RECORDS TO PROCESS below:

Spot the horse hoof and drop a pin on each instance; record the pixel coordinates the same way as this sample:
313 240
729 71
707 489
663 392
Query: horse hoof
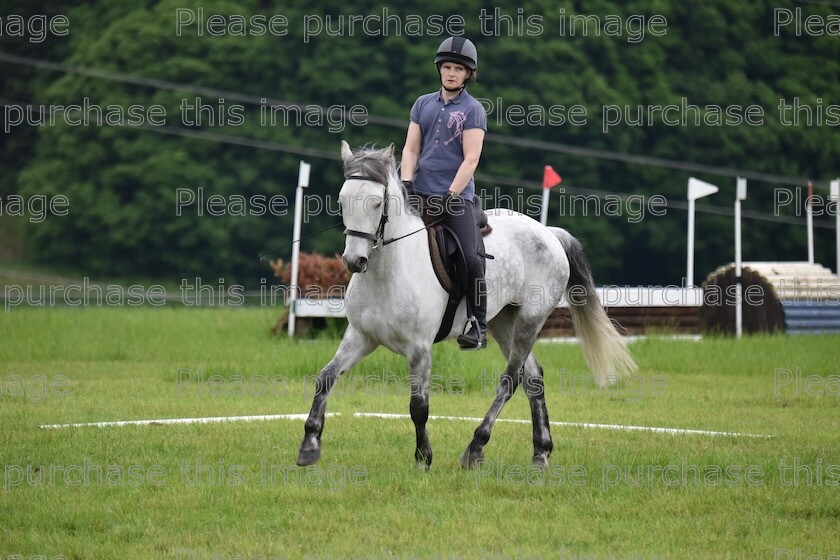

End of RECORDS TO PROCESS.

ASSIGNMENT: A faithful reproduction of every entry, with no pictures, is the expected answer.

EXPECTED ANSWER:
Spot the horse hoof and drop a pin on each instance; record the pixel coordinates the same way as this sample:
313 240
729 71
707 489
663 392
Query: horse hoof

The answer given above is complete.